QUOTED PASSAGE Start Marker
Fourteenth-century France, especially in its last decades from 1380-1400, rivals our own time for conflict, excess, natural disasters, and downright human stupidity. The Black Plague swept across Europe in periodic intervals, reducing the population by half. Comments Tuchman, though no chronicler took note, there was ample evidence of reduced population in abandoned abbeys, shuttered commerce, blighted warrens of the diseased. Still, she insists, with fewer to compete for limited food (especially problematic since a mini-Ice Age cut the growing season throughout much of Europe), many middle class sustained themselves into education. Publishers, working slowly with no printing press, produced more books, and the University of Paris attained a prominence that rivaled crown and church.

Yet what strikes me is the cult of death, epitomized by the Danse Macabre. Tuchman speculates that “macabre” derived from Maccabee and the Biblical story of a mother and seven sons in grim martyrdom. Maccabee might also have been another word for Jews who were employed in the 14th century as grave diggers. Or it may have derived from the Arabic word maqabir for cemetery. In one actual danse macabre, the young king of France, Charles VI, and a group of his followers covered themselves with resin to which they attached shreds of hemp. Then banishing all torches from the scene, they writhed and groveled as if within the grave. (Shades of these “hairy” men appear on either side of the portrait of Oswald Kiel, 1499/1506, by the Nuremberg artist Durer, attacking travelers on a forest road.)

When Charles’ brother the Duc d’Orleans and a friend entered from another carouse bearing torches, a spark fell on the writhing bodies of the dancers and within seconds almost all were in flames. The king was saved when his wife threw her skirt over him. One other dancer plunged into a huge wine cooler. All others were so severely burned that they died within days. Is it no surprise that after this, Charles VI began to experience periods of madness which lasted off and on till the end of his reign.
QUOTED PASSAGE End Marker
DATA SHOWN Start Marker
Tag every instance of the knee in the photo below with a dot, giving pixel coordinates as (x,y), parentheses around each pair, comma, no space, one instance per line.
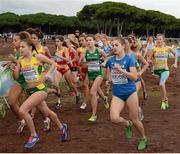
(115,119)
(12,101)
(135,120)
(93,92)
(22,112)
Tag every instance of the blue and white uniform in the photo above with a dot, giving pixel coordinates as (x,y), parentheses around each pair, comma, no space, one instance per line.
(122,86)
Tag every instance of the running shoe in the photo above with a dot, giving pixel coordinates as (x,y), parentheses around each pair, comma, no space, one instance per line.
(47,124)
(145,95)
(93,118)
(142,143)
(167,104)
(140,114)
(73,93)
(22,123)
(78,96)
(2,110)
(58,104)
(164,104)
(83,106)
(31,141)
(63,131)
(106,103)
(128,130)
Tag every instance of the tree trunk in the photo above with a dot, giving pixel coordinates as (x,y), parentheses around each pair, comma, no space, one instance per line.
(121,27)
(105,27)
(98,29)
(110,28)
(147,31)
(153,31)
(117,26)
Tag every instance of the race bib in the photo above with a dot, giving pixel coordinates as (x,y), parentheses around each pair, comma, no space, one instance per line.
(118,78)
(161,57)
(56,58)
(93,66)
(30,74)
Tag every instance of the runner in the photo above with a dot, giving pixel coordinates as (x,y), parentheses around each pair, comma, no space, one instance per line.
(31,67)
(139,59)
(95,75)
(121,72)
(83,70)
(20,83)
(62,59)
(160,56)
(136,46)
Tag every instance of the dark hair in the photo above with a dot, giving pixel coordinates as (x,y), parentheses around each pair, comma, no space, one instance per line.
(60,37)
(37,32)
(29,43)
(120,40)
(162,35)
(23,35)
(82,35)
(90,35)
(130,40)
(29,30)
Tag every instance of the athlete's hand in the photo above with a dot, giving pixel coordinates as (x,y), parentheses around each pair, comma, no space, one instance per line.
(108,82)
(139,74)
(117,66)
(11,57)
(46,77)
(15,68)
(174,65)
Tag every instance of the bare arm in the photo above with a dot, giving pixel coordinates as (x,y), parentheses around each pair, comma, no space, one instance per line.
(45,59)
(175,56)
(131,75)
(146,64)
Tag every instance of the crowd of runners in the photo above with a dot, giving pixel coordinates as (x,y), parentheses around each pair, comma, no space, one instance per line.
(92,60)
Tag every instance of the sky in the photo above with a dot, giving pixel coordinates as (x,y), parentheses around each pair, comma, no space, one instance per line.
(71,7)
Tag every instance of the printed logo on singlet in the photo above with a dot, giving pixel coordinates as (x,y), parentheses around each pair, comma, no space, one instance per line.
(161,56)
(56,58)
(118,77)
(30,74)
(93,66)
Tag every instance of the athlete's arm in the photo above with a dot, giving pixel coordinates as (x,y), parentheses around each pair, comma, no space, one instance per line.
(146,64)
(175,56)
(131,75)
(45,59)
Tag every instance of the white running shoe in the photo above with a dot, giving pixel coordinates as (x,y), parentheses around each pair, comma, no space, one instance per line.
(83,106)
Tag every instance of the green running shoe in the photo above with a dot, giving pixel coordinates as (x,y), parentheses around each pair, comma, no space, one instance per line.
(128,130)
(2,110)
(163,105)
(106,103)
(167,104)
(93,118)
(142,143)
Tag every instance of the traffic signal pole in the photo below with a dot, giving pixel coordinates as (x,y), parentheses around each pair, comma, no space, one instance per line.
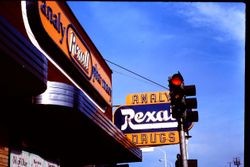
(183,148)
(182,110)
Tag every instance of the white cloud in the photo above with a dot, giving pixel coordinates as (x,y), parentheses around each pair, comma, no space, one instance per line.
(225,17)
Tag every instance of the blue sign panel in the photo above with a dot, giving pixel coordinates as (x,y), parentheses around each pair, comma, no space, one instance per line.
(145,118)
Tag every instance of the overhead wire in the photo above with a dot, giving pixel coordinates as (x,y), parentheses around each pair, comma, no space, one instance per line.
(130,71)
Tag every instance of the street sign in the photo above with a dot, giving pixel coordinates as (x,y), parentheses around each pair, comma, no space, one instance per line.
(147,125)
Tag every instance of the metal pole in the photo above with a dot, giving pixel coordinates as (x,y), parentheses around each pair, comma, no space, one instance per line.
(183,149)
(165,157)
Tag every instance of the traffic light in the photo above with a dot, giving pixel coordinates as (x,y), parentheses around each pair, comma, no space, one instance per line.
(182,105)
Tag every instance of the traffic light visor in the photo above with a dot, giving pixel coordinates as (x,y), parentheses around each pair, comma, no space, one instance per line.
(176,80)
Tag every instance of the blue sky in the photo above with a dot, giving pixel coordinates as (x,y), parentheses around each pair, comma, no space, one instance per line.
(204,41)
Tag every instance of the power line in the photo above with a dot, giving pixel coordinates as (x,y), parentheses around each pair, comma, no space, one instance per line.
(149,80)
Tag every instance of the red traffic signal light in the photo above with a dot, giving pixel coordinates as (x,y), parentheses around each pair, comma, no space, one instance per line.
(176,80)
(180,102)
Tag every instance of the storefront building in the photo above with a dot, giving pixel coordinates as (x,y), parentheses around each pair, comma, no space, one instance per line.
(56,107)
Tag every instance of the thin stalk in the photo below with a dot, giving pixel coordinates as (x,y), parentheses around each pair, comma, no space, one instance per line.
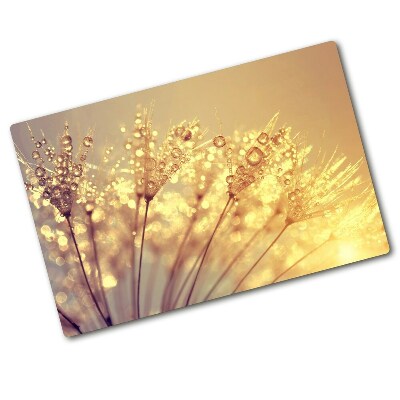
DATA SHOWN End Marker
### HOW TO COMPLETE THIS TASK
Reproduce the passage on fourteenth-century France word for word, from "Fourteenth-century France, especially" up to and including "crown and church.".

### SOLUTION TO THIS EXERCISE
Fourteenth-century France, especially in its last decades from 1380-1400, rivals our own time for conflict, excess, natural disasters, and downright human stupidity. The Black Plague swept across Europe in periodic intervals, reducing the population by half. Comments Tuchman, though no chronicler took note, there was ample evidence of reduced population in abandoned abbeys, shuttered commerce, blighted warrens of the diseased. Still, she insists, with fewer to compete for limited food (especially problematic since a mini-Ice Age cut the growing season throughout much of Europe), many middle class sustained themselves into education. Publishers, working slowly with no printing press, produced more books, and the University of Paris attained a prominence that rivaled crown and church.